→ **What is being asked**
Which lines in the data below contain the word "branch"? Find each of them and copy it out in full.

───── Given entries ─────

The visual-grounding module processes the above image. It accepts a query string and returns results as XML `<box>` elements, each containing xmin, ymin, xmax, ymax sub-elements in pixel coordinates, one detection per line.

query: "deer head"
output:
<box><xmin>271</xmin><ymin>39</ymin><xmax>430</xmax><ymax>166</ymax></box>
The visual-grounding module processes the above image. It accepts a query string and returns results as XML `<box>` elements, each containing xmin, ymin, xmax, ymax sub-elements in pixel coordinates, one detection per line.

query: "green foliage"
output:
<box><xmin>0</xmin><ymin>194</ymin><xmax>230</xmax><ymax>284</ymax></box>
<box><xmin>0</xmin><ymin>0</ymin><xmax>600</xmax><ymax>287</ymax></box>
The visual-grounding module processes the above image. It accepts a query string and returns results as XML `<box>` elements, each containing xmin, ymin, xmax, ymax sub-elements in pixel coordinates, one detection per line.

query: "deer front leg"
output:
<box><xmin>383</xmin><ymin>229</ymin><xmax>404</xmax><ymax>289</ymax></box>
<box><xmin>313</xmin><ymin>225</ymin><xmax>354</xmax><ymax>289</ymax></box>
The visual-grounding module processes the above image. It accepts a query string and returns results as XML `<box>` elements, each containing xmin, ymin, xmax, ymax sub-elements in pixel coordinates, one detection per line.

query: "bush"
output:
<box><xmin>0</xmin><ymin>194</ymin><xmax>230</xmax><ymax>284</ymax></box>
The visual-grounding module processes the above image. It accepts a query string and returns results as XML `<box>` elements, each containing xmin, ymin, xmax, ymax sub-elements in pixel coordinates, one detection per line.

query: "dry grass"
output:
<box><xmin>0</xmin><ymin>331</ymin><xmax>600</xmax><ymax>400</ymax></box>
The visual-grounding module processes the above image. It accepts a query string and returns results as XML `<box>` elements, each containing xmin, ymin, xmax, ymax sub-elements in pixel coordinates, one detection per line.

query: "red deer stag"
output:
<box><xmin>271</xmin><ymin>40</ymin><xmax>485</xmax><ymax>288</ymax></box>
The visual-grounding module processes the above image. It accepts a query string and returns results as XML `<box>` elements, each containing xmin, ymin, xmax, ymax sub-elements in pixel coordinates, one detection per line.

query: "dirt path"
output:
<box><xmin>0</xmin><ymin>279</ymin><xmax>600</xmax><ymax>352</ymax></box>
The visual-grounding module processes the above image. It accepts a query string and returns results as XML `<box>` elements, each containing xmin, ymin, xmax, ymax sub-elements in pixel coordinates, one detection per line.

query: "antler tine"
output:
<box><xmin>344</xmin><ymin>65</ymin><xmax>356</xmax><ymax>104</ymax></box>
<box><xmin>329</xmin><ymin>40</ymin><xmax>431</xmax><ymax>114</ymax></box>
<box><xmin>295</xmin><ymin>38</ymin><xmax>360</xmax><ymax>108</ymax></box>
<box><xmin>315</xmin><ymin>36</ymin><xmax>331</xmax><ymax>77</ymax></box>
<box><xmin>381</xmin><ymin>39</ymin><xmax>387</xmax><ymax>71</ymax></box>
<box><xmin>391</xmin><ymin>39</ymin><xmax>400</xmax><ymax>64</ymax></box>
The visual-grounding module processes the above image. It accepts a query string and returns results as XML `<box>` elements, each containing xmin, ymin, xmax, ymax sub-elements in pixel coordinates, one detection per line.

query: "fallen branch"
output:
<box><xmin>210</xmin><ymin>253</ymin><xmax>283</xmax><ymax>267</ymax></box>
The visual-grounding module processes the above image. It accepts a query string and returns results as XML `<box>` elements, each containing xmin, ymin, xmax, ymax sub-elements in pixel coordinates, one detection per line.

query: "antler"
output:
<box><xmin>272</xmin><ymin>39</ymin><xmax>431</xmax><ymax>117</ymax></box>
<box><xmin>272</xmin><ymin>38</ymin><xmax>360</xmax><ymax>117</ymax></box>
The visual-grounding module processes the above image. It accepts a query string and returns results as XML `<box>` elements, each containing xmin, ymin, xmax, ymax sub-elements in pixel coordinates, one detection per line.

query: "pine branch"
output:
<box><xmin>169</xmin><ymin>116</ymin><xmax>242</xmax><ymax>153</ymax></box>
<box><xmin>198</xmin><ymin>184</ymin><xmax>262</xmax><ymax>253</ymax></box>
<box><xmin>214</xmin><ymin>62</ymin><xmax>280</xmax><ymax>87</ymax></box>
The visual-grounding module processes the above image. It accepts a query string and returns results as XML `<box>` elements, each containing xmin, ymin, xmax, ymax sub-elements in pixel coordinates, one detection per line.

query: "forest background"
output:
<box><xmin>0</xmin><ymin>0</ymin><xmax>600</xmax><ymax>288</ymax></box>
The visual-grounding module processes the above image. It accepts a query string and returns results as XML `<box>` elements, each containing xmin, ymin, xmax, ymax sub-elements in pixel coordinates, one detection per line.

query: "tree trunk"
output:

─────

→ **Complete answer**
query: "fallen branch"
query: "pine branch"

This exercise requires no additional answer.